BEGIN Page text
Regions of the state space that the system visits frequently naturally accumulate more memory points, producing higher control precision where it matters most.
Memory entries directly represent experienced states and actions rather than opaque neural weights.
The project investigates several open questions:
-
Can LLM-generated skills effectively shape reinforcement learning behavior?
-
Can LLMs dynamically tune reinforcement learning hyperparameters during operation?
-
Does adaptive vector memory density improve control stability in frequently visited states?
-
Can vector memory controllers serve as a substrate for reusable agent skills?
VeCTRL is an experimental research project exploring architectures for embodied AI systems that integrate reinforcement learning and language models.
The current focus is on:
• vector-space Q-learning controllers
• LLM-generated agent skills
• real-time reward shaping
• hierarchical planning over skills
The long-term goal of VeCTRL is to explore architectures for agents that combine:
- fast, experience-driven control loops
- structured skill libraries
- language-model reasoning
This combination could enable agents that can learn continuously while remaining interpretable and controllable.
VeCTRL spans both Python 3 code that runs on the coordinator and MicroPython code that runs on the ESP32 edge device. The quality bar should reflect both environments:
- Coordinator and analysis code should target a modern Python 3 runtime.
- Edge-device code should remain compatible with the MicroPython build used on the ESP32.
END Page text
» **Activity 1**: List the open questions that the VeCTRL project description says the project investigates.
» **Activity 2**: Pick up the VeCTRL project description after its final sentence and carry it forward.
BEGIN Data supplied
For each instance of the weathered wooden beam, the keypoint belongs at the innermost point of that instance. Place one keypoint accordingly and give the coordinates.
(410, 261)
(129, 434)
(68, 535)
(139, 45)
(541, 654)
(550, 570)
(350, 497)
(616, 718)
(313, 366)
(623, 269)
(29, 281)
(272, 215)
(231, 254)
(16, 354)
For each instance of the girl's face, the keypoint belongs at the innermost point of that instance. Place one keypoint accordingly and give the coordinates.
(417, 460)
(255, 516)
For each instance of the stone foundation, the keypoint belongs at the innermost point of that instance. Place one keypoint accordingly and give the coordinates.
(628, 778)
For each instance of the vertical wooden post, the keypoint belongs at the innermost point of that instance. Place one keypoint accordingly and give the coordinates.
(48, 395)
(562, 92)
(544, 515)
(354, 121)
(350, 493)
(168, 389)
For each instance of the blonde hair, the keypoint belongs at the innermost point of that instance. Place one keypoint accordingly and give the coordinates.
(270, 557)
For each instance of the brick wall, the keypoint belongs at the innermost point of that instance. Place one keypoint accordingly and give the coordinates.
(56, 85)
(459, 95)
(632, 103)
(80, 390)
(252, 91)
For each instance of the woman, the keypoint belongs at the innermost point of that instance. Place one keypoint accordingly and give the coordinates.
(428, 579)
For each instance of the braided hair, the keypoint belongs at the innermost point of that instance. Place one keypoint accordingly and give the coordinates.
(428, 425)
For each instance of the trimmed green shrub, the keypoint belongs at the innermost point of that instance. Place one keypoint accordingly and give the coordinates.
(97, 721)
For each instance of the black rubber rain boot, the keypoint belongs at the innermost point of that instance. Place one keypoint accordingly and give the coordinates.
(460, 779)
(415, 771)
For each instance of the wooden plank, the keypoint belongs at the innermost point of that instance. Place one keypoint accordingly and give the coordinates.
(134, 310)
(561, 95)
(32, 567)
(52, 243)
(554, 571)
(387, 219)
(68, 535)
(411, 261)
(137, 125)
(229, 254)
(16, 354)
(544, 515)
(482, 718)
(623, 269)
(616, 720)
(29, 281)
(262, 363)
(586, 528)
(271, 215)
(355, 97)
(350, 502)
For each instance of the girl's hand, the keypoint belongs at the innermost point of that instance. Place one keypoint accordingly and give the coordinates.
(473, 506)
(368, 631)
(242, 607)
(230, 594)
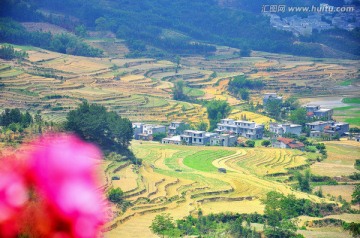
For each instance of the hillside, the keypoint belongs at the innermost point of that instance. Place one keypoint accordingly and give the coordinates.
(141, 89)
(146, 24)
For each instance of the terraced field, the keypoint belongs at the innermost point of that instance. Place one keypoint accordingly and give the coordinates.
(182, 179)
(55, 83)
(141, 88)
(341, 159)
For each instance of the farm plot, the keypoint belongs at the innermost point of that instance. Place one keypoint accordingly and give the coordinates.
(182, 179)
(340, 161)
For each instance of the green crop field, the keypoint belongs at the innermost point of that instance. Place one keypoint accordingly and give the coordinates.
(202, 160)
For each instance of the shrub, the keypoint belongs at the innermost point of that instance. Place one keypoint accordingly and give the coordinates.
(250, 143)
(115, 195)
(265, 143)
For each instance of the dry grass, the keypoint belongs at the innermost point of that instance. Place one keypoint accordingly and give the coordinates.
(345, 191)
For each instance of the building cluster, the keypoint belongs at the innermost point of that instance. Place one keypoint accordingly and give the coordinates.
(226, 134)
(228, 130)
(271, 96)
(315, 111)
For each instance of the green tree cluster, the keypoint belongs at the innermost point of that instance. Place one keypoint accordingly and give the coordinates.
(95, 124)
(217, 110)
(14, 119)
(178, 91)
(8, 52)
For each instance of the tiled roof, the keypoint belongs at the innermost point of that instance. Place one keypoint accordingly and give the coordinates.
(290, 142)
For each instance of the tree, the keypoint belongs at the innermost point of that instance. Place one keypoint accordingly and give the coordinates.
(273, 107)
(80, 31)
(298, 116)
(354, 228)
(177, 59)
(162, 224)
(279, 209)
(304, 181)
(115, 195)
(265, 143)
(250, 143)
(202, 126)
(107, 129)
(159, 136)
(178, 91)
(245, 52)
(217, 110)
(356, 195)
(244, 94)
(8, 52)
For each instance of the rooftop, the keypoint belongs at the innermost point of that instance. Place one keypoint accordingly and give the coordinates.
(323, 110)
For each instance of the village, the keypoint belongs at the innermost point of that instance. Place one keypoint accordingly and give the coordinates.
(231, 132)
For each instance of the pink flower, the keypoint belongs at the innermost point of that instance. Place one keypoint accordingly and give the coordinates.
(63, 169)
(13, 195)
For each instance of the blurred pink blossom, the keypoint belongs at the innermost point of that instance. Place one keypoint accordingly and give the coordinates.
(61, 171)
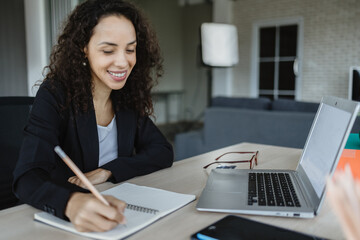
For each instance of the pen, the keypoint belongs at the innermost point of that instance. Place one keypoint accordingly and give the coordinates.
(80, 175)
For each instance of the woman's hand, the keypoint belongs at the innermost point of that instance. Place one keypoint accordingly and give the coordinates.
(88, 214)
(96, 176)
(344, 197)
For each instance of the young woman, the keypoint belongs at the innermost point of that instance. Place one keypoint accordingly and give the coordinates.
(94, 103)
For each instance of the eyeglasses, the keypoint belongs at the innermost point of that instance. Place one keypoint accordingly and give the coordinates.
(251, 161)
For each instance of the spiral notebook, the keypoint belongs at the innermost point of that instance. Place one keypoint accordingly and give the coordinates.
(145, 206)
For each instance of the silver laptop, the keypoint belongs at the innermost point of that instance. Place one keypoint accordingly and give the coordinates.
(288, 193)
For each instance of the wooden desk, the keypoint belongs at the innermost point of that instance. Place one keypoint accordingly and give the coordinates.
(185, 176)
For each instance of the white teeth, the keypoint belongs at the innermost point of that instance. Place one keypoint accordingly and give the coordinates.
(117, 74)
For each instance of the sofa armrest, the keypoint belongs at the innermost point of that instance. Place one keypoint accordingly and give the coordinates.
(188, 144)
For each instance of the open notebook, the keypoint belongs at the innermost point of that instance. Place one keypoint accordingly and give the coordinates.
(146, 205)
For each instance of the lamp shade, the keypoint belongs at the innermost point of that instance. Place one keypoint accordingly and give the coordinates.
(219, 44)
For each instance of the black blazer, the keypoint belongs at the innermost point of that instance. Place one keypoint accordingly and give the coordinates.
(40, 177)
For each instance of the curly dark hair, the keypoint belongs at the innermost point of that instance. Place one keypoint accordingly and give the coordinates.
(67, 57)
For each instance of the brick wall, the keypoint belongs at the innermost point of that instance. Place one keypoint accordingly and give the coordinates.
(331, 42)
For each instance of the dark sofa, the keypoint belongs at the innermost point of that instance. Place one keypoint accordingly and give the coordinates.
(229, 121)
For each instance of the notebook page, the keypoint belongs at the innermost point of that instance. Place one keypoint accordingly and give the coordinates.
(164, 201)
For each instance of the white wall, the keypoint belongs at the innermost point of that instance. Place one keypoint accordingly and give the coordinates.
(36, 41)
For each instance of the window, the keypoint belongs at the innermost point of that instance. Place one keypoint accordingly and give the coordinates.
(277, 60)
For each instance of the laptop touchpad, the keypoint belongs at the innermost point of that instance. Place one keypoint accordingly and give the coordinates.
(227, 180)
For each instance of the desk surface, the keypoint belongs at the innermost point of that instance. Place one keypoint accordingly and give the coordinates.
(186, 176)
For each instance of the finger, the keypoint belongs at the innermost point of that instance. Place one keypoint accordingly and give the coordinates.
(102, 224)
(118, 204)
(72, 179)
(115, 211)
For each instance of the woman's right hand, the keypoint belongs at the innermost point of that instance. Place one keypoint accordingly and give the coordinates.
(88, 214)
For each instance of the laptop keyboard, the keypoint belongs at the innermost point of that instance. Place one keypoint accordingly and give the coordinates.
(272, 189)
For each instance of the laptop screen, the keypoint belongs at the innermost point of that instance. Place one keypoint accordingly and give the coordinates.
(323, 144)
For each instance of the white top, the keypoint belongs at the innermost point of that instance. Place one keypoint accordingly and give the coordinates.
(108, 147)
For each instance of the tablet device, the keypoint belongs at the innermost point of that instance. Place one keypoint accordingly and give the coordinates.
(235, 227)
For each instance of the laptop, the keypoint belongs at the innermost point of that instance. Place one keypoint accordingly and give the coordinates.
(288, 193)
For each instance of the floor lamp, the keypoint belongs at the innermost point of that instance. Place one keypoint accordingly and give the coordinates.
(219, 48)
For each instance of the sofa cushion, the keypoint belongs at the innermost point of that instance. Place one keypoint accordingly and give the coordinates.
(242, 102)
(294, 106)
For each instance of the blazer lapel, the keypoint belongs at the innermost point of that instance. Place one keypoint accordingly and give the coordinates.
(88, 138)
(126, 128)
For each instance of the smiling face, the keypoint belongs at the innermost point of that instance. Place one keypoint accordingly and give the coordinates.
(111, 52)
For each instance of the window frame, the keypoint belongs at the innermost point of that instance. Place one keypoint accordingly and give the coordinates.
(255, 51)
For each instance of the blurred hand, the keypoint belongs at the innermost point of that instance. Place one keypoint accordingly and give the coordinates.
(88, 214)
(96, 176)
(344, 197)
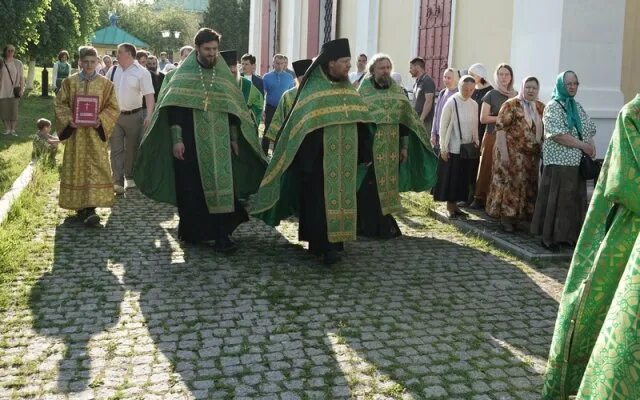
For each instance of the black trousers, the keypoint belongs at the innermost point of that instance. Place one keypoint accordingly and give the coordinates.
(269, 112)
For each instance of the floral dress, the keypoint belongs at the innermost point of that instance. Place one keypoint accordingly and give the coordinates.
(514, 186)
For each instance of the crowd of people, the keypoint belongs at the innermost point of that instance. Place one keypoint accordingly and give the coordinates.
(490, 139)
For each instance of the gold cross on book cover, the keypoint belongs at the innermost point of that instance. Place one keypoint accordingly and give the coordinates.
(85, 110)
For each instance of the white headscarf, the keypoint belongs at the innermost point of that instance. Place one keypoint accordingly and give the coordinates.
(531, 114)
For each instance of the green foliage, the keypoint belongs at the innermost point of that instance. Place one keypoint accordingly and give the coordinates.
(59, 30)
(146, 20)
(231, 19)
(19, 20)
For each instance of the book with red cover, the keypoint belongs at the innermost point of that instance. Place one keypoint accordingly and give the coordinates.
(85, 110)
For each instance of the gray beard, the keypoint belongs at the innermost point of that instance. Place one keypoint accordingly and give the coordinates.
(383, 82)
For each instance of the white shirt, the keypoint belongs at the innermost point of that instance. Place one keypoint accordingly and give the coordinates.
(449, 132)
(354, 76)
(131, 84)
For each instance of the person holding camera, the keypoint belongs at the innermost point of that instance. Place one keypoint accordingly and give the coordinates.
(11, 89)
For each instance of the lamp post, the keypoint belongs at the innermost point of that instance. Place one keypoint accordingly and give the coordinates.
(168, 34)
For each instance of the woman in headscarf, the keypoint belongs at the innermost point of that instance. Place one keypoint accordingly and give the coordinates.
(562, 198)
(491, 104)
(514, 184)
(450, 79)
(480, 74)
(594, 352)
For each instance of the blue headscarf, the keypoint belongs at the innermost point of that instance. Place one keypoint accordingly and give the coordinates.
(561, 95)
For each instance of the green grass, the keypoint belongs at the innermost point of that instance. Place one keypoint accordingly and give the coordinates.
(15, 152)
(20, 255)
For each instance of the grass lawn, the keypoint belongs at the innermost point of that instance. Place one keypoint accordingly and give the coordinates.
(15, 152)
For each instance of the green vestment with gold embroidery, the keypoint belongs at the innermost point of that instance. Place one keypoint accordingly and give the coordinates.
(212, 94)
(284, 106)
(595, 352)
(337, 108)
(390, 108)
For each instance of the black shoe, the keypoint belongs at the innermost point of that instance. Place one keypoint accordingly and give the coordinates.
(225, 246)
(461, 214)
(508, 227)
(92, 219)
(476, 205)
(331, 257)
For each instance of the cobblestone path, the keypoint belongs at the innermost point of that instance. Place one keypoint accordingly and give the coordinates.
(125, 312)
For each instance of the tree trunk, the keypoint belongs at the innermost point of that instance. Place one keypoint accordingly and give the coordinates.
(31, 75)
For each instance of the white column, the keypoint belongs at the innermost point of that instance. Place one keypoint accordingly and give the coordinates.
(367, 22)
(293, 28)
(255, 28)
(586, 36)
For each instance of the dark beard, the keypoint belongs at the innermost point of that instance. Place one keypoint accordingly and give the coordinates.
(383, 82)
(204, 62)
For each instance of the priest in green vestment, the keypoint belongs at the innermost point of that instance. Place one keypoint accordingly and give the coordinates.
(595, 352)
(314, 167)
(252, 95)
(286, 101)
(402, 159)
(201, 150)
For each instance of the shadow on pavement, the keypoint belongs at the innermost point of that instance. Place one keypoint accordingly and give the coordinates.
(416, 315)
(79, 298)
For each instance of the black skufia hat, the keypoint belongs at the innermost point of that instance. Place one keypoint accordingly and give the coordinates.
(334, 49)
(301, 66)
(230, 57)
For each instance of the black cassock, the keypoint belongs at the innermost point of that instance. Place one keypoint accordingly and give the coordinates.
(308, 163)
(196, 223)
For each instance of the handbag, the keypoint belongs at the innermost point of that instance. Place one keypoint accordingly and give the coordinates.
(468, 151)
(589, 168)
(16, 89)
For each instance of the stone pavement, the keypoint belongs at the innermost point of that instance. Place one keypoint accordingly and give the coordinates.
(125, 312)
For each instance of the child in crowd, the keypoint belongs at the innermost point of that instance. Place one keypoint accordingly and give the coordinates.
(45, 144)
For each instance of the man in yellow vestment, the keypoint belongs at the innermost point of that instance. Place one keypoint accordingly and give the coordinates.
(85, 175)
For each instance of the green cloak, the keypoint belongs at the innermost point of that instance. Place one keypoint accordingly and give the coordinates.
(337, 107)
(391, 108)
(252, 97)
(595, 350)
(284, 106)
(224, 175)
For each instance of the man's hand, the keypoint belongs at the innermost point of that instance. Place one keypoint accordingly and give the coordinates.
(589, 150)
(178, 151)
(404, 155)
(434, 140)
(235, 148)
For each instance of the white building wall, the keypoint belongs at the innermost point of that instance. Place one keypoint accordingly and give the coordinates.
(585, 36)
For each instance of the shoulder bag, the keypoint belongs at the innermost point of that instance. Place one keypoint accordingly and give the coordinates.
(468, 151)
(589, 169)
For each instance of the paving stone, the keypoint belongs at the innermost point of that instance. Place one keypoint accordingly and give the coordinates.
(131, 311)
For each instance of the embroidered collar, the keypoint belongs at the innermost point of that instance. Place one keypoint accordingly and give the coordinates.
(83, 77)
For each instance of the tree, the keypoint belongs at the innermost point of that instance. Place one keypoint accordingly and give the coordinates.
(19, 20)
(59, 30)
(146, 20)
(230, 18)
END Data supplied
» **Answer section 1**:
- Can LLM-generated skills effectively shape reinforcement learning behavior?
- Can LLMs dynamically tune reinforcement learning hyperparameters during operation?
- Does adaptive vector memory density improve control stability in frequently visited states?
- Can vector memory controllers serve as a substrate for reusable agent skills?

» **Answer section 2**:
- Shared logic should be written against the overlap of Python 3 and MicroPython features whenever practical.
- All Python 3 code should pass
ruff check. - All Python 3 code should use a consistent formatter, with
ruff formatas the default choice. - MicroPython code should also be linted with Ruff where possible, but contributors must avoid introducing imports or language features that are unavailable on the device.
- New modules should keep functions small, names explicit, and side effects localized so that coordinator and edge logic remain easy to reason about.
- Hardware constants, protocol fields, and servo limits should be defined once and referenced symbolically rather than duplicated inline.
- Python 3 coordinator, analysis, and shared-library code should have automated tests using
pytest. - New features should include tests for the main success path plus the most important edge case or failure mode.
- Bug fixes should include a regression test whenever the behavior can be reproduced in an automated test.
- MicroPython modules should separate pure logic from hardware I/O so the logic can be tested on a host machine under
pytest. - Hardware-facing MicroPython code should have a documented smoke-test procedure for real-device verification when full automation is not practical.
- Python 3 coordinator and shared logic should maintain at least 90% line coverage and 85% branch coverage.
- Testable MicroPython logic that runs under host-side tests should maintain at least 80% line coverage.
- Hardware adapter layers, direct servo control, and board-specific integration code are not expected to hit the same coverage threshold, but they should be exercised by documented smoke tests before merge.
- Changes should not reduce coverage in the area they modify without a clear reason documented in the pull request.
- Linting passes for all changed Python files.
- Relevant automated tests pass locally.
- New behavior is covered by tests, or the lack of automation is justified for hardware-specific code.
- README or architecture docs are updated when a change affects setup, protocols, telemetry, or skill configuration.
- Keep coordinator code, experiment analysis, and reusable utilities test-first where possible.
- Keep ESP32 modules optimized for clarity and determinism: prefer simple data structures, explicit bounds, and predictable control-loop timing over clever abstractions.
- Mock or fake network, filesystem, and device interfaces in host-side tests rather than coupling tests to live hardware.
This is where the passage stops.